But how do you stay productive on the road? How do you keep pushing forward on your goals during your travels?
Sometimes, productivity does not apply to your travels. I understand the attraction to the idea of completely unplugging when you are on a unique journey to a special place. How else can you really hear the heartbeat of a new place if you do not immerse into it? I know. I get it. I immersed in Bali and I plan to immerse in Africa next year. Those are life’s special moments and they are not about being productive. Another change is going on inside of us and the process of immersion is best when left alone.
But sometimes we travel to get away from work for a while, to visit family and relatives and to attend special events, to go for a training or a workshop. Sometimes, it’s a vacation, other times, a business trip. Sometimes, it’s just an exploration – a personal journey that becomes an infusion of your life’s work and your own self-discovery.
On most occasions, you may have a reason for staying productive on the road and when your normal environment changes, your productivity routines get shaken up, and what you may not know is how to take advantage of that and use the exclusive benefits of traveling to boost your productivity. In fact, I am willing to bet that in some situations, you will do your absolute best work when you are away and on the road.
In fact, in the hundreds of thousands of miles that I have traveled over the years – our secret to travel hacking is booking through Expert Flyer – two of my biggest challenges have been staying productive and keeping up with my meditation routines. I’ve solve the meditation problem and last year, I started applying these tips below to my productivity challenge!
The result? I created my best-selling product, The Green Juicing Guide, while on vacation with spotty internet connections, in Australia and New Zealand, without compromising the fun and the enjoyment of these heavenly locales.
Your reasons and end-goals for productivity are your own – you may want to organize your files or write that book or read that novel or plan that retirement. Productivity is not about working. It’s about accomplishing what matters to you and you can apply these rules to your personal agenda.

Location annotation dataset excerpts
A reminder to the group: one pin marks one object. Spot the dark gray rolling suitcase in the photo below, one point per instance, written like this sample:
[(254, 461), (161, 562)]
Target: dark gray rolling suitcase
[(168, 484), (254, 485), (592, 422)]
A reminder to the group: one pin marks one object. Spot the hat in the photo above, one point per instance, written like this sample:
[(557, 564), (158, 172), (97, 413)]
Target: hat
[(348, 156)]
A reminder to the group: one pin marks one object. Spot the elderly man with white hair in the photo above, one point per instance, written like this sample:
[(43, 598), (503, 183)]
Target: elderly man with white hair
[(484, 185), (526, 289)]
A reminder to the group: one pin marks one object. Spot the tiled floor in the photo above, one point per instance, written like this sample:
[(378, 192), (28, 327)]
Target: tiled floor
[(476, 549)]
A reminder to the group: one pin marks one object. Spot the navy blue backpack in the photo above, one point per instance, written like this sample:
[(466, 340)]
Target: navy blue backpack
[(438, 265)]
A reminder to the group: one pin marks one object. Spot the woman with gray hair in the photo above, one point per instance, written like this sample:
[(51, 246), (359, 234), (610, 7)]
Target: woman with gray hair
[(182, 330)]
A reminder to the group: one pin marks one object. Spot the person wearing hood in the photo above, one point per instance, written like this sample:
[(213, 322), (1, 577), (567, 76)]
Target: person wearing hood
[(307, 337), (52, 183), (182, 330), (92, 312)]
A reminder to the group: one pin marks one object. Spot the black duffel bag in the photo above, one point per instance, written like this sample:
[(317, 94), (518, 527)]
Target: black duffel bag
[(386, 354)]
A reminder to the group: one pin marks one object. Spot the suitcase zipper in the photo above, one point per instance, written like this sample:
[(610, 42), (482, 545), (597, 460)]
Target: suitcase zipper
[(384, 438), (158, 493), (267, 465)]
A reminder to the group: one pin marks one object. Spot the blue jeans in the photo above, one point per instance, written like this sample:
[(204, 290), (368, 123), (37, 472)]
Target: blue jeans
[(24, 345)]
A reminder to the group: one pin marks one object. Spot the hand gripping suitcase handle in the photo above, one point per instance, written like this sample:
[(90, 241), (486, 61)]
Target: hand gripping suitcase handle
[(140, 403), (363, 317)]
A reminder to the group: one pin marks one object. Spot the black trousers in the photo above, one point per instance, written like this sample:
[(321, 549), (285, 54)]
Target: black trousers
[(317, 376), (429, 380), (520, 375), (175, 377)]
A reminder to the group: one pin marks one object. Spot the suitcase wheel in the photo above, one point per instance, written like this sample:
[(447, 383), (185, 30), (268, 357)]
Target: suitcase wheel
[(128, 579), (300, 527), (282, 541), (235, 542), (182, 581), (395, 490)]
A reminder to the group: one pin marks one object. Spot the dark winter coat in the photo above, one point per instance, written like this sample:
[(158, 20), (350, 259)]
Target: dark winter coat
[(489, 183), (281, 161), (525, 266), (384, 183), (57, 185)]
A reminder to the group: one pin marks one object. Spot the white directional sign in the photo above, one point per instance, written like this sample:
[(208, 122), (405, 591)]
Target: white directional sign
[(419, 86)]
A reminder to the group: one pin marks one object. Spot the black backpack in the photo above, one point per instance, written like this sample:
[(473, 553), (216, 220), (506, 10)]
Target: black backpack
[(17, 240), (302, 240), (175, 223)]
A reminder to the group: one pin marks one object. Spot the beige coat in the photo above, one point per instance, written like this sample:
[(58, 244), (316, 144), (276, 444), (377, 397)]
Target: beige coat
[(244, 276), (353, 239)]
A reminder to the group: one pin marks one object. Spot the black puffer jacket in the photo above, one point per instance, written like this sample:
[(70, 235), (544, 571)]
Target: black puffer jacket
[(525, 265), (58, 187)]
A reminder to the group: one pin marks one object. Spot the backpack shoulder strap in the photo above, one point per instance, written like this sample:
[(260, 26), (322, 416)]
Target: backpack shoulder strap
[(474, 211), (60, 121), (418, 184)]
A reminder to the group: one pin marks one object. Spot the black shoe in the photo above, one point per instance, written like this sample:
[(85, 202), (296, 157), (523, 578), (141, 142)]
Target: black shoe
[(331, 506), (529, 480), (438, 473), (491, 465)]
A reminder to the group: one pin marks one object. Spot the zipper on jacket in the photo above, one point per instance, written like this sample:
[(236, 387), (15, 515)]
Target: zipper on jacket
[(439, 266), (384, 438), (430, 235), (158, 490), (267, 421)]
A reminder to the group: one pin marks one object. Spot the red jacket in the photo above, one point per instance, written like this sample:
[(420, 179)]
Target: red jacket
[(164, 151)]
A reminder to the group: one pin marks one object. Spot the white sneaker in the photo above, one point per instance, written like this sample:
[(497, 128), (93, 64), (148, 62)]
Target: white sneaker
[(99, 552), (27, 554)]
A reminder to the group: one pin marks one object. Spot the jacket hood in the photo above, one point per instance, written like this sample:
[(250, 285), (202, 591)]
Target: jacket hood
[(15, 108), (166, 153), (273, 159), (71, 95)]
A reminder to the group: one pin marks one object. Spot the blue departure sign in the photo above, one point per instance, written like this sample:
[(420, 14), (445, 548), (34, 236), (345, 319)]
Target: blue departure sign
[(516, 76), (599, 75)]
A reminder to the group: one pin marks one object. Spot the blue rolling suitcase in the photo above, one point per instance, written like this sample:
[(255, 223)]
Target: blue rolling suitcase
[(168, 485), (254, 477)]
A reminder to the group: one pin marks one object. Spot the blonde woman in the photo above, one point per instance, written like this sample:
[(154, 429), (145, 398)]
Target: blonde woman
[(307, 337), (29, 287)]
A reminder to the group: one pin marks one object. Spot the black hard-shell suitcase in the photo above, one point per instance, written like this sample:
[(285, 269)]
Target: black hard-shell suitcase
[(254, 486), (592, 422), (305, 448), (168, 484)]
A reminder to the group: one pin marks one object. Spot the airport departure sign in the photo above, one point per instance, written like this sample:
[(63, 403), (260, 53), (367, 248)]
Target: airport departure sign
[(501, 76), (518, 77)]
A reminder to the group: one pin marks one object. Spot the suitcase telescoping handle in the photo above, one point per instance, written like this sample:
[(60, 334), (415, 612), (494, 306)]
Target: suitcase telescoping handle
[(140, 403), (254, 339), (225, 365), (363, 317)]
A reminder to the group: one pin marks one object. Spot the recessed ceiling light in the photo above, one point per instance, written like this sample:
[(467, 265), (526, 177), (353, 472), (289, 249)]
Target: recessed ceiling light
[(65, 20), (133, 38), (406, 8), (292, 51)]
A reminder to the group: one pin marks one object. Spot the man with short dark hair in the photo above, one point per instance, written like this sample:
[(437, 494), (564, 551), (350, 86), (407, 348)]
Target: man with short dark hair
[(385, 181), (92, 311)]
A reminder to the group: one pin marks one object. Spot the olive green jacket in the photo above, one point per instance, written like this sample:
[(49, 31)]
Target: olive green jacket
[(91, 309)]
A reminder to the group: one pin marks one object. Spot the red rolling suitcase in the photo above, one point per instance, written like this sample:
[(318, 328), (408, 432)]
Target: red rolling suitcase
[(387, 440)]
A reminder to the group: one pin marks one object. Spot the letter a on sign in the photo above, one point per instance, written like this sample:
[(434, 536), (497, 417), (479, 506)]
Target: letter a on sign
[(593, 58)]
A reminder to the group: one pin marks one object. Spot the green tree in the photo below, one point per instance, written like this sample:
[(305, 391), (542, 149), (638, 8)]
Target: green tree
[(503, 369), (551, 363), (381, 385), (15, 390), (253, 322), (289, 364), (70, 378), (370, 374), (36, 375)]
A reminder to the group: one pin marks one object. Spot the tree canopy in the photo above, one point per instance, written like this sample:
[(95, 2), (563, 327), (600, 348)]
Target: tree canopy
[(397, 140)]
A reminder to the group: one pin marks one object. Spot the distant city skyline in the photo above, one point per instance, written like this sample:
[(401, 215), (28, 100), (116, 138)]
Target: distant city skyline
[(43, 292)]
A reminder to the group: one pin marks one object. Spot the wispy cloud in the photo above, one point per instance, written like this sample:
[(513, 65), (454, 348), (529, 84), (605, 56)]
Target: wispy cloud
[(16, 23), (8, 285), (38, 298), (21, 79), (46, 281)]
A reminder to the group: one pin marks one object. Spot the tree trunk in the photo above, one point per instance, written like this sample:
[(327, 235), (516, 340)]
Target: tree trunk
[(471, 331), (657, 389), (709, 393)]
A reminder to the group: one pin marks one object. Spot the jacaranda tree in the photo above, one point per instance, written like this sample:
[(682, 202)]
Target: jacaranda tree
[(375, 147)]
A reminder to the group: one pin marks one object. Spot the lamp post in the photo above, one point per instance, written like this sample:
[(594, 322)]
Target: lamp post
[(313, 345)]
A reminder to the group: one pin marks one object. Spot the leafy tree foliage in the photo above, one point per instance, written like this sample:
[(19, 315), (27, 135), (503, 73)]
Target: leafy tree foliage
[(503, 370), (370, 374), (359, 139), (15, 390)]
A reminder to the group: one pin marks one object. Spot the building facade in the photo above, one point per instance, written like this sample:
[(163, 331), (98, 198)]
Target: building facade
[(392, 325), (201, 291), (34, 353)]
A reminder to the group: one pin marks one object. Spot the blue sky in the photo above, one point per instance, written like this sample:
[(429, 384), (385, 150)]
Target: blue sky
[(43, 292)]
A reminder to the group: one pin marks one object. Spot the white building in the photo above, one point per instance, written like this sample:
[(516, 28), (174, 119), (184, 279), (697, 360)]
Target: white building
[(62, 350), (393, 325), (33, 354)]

● Exercise set:
a) How would the sentence "Productivity is not about working." from the travel productivity text read in Spanish?
b) Can you repeat the passage of the travel productivity text from "The result? I" to "these heavenly locales.", word for word?

● Answers to the tasks:
a) La productividad no se trata de trabajar.

b)
The result? I created my best-selling product, The Green Juicing Guide, while on vacation with spotty internet connections, in Australia and New Zealand, without compromising the fun and the enjoyment of these heavenly locales.